Excerto do documento
++++++++

Também em julho de 2020, os 27 Estados Estados-Membro da União Europeia aprovaram um instrumento financeiro de 750 mil milhões de euros para fazer face à crise, que será integrado no quadro financeiro plurianual para 2021-2027, que somará um total de 1,8 biliões de euros

A união europeia decidiu, no entanto, que a atribuição de fundos europeus deveria estar dependente do respeito pelos valores basilares do projeto europeu, tornando esta “bazuca” europeia numa ferramenta de influência sobre os Estados da Polónia e da Hungria, que têm desrespeitado estes mesmos valores. O Chamado mecanismo de Estado de Direito iria permitir que as transferências financeiras para os Estados previstas no quadro plurianual 2021-2027 fossem suspensas caso as normas democráticas estabelecidas no Tratado de Lisboa fossem quebradas. Considera-se, assim, que o mecanismo de Estado de Direito seja uma forma de sanção negativa no âmbito dos instrumentos pacíficos de execução de Política Externa.

O impasse começa quando a Polónia e a Hungria se unem para impedir a implementação deste mecanismo: a aprovação do mecanismo apenas carecia de maioria qualificada, pelo que tal foi possível, mas a aprovação do orçamento plurianual carece de unanimidade e estes dois Estados decidem vetá-lo enquanto a cláusula do mecanismo estiver presente.

++++++++

Dados de ancoragem de expressões

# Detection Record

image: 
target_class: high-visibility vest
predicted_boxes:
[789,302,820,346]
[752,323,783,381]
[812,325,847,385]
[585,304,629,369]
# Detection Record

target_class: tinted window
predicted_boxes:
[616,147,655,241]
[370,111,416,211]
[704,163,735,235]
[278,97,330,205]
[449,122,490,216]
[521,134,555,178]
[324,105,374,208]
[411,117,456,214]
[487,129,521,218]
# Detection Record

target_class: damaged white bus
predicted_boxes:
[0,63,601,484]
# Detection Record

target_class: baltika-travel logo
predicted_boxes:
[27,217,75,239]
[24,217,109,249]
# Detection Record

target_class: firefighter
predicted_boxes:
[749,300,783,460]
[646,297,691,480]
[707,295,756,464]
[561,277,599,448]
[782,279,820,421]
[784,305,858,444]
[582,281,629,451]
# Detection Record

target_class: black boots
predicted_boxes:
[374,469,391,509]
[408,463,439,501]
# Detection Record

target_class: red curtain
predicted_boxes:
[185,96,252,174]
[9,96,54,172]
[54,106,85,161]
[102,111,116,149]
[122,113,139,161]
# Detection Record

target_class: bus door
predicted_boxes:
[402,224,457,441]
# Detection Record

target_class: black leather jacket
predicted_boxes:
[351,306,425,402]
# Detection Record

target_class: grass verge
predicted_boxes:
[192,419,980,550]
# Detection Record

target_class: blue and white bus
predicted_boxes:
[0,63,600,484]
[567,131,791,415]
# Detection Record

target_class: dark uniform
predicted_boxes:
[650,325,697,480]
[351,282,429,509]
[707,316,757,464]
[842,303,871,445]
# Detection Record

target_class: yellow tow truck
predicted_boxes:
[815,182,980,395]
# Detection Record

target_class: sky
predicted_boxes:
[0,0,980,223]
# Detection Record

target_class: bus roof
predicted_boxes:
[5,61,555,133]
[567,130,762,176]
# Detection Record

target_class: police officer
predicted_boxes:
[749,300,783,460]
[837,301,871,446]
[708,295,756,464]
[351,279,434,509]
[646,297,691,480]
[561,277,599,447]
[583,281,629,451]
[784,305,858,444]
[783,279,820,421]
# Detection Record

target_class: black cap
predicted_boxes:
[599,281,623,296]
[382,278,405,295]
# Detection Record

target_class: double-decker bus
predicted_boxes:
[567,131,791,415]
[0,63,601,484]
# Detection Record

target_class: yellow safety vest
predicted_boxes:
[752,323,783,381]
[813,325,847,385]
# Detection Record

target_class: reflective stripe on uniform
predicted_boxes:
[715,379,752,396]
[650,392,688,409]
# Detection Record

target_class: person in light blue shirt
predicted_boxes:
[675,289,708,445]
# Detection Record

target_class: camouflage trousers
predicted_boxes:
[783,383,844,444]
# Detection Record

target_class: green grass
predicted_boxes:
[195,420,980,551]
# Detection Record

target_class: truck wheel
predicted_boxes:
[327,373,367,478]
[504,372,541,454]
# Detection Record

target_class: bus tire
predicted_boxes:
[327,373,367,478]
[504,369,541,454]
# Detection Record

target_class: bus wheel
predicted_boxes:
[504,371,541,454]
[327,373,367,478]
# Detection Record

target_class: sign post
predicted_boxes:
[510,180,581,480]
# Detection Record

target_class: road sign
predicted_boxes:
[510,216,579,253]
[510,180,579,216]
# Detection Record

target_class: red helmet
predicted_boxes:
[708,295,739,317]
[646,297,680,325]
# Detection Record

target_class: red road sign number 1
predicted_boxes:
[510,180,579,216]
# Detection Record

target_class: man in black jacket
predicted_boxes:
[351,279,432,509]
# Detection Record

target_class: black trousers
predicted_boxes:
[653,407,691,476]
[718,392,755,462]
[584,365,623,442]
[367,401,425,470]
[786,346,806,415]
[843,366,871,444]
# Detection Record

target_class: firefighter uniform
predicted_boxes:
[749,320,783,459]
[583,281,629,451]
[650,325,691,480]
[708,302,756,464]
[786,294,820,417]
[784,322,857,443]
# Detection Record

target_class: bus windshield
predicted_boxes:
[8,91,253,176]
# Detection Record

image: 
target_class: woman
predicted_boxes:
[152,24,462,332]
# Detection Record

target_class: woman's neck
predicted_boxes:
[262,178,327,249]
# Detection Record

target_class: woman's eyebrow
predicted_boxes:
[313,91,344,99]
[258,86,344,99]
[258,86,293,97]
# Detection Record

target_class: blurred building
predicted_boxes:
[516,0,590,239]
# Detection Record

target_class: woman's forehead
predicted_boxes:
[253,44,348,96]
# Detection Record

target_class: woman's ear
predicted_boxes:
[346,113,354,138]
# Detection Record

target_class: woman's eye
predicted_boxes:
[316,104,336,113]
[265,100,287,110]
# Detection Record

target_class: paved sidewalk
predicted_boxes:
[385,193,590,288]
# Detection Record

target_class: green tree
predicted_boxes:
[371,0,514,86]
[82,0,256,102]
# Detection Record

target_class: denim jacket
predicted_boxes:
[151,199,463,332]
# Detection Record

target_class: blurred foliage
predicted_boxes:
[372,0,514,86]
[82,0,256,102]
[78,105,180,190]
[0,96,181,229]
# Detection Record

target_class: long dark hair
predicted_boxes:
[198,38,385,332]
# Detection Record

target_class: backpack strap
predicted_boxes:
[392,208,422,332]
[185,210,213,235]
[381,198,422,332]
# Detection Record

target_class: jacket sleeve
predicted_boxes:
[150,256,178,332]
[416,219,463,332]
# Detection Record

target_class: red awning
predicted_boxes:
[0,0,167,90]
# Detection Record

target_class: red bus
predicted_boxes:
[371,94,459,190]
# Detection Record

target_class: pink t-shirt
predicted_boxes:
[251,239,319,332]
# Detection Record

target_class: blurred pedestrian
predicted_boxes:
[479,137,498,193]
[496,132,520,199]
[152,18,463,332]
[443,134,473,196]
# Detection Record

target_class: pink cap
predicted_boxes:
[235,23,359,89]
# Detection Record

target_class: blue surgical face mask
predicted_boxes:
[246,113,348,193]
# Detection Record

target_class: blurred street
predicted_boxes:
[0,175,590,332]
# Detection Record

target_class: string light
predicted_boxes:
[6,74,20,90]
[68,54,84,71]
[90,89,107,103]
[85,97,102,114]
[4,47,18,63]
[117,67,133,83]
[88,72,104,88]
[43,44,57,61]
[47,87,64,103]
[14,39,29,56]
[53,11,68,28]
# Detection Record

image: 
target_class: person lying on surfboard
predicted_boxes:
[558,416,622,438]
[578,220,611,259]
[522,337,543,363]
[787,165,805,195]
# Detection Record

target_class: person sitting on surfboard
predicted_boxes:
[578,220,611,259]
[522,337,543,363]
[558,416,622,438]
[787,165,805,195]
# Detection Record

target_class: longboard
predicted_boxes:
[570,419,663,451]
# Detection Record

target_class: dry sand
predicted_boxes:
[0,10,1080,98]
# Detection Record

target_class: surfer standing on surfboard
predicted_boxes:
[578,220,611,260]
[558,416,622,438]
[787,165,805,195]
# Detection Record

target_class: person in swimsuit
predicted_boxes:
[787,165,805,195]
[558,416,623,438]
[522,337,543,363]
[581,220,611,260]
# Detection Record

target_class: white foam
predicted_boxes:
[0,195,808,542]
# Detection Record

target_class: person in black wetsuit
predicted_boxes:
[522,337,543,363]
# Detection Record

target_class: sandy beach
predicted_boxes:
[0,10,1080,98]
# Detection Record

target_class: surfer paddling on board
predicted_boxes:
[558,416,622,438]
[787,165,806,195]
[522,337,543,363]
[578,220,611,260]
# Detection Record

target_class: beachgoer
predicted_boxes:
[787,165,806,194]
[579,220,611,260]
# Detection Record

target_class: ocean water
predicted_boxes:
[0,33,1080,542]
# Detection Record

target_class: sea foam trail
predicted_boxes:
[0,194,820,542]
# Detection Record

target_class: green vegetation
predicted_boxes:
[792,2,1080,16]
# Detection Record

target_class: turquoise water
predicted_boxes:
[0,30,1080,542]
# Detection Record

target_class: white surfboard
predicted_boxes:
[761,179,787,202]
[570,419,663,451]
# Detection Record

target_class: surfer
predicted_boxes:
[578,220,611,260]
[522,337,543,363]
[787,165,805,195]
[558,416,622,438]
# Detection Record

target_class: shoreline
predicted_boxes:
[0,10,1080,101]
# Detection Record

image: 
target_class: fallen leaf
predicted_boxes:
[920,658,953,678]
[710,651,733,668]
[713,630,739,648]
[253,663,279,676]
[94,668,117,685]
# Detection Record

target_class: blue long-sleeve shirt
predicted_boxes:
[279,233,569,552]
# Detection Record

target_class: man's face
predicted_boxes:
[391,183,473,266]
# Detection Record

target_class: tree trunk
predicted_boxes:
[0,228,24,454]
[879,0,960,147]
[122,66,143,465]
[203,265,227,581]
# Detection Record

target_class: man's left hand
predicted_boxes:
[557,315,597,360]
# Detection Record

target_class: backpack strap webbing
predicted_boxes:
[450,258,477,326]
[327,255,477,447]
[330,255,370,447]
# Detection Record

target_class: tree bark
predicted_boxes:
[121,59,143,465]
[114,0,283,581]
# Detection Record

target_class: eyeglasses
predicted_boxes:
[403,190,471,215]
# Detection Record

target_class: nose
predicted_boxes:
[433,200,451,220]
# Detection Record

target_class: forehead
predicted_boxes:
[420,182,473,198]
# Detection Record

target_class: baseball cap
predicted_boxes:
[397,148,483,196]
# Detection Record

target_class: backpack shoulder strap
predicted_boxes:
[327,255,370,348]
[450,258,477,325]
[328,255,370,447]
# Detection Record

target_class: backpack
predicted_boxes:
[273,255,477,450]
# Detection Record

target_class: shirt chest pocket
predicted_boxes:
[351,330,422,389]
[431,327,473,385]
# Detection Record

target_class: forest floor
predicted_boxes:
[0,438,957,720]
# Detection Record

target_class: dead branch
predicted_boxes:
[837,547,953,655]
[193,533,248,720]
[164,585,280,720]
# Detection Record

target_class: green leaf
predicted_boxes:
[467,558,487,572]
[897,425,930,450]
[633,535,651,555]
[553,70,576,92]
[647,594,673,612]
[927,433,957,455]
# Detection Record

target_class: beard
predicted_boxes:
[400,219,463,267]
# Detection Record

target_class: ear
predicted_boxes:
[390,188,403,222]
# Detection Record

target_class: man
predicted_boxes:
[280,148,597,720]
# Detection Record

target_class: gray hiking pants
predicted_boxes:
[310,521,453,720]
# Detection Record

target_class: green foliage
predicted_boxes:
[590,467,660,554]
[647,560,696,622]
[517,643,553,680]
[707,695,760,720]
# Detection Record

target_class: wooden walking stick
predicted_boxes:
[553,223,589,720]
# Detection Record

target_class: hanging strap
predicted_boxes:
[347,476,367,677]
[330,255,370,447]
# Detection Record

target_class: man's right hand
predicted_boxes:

++++++++

Tarefas do exercício
[1] Enumere todas as expressões numéricas que surgem no excerto sobre o orçamento europeu, indicando cada uma apenas uma vez.
[2] Transcreva do excerto sobre o orçamento europeu o trecho que vai de "A união europeia decidiu, no" até "de Política Externa.".
[3] Prossiga o excerto sobre o orçamento europeu a partir do ponto em que termina.

Respostas
[1] julho de 2020; 27 (Estados-Membros); 750 mil milhões de euros; 2021-2027; 1,8 biliões de euros

[2]
A união europeia decidiu, no entanto, que a atribuição de fundos europeus deveria estar dependente do respeito pelos valores basilares do projeto europeu, tornando esta “bazuca” europeia numa ferramenta de influência sobre os Estados da Polónia e da Hungria, que têm desrespeitado estes mesmos valores. O Chamado mecanismo de Estado de Direito iria permitir que as transferências financeiras para os Estados previstas no quadro plurianual 2021-2027 fossem suspensas caso as normas democráticas estabelecidas no Tratado de Lisboa fossem quebradas. Considera-se, assim, que o mecanismo de Estado de Direito seja uma forma de sanção negativa no âmbito dos instrumentos pacíficos de execução de Política Externa.

[3]
A Polónia fundamenta o seu veto dizendo que a união europeia estaria a desrespeitar a soberania dos estados ao implementar tal mecanismo e refere que a sua soberania não tem preço. Note-se que a Polónia só tem capacidade para tomar esta posição com credibilidade por ser uma das maiores economias da união europeia. Note-se, simultaneamente, que esta ideia da união europeia intrometida que quer desrespeitar a soberania dos Estados é, também, um reflexo de como os discursos populistas na política interna trespassam para a política externa. Os líderes polacos criam a imagem do “outro” perigoso que é a europa e do “nós” que precisamos de segurança, que é a polónia, típica do populismo.

O veto dos dois países impedia que se aprovasse a entrada em vigor do orçamento de 2021-2027 a 01 de janeiro de 2021, pelo que impasse vivido em dezembro era preocupante. Dada a pressão do momento, a Alemanha, na figura de presidente do conselho europeu, decidiu-se por um compromisso entre as partes, que se constituía na introdução de uma declaração política interpretativa sobre o mecanismo, que limitava a execução do mesmo. Foi desta forma que se ultrapassou o impasse.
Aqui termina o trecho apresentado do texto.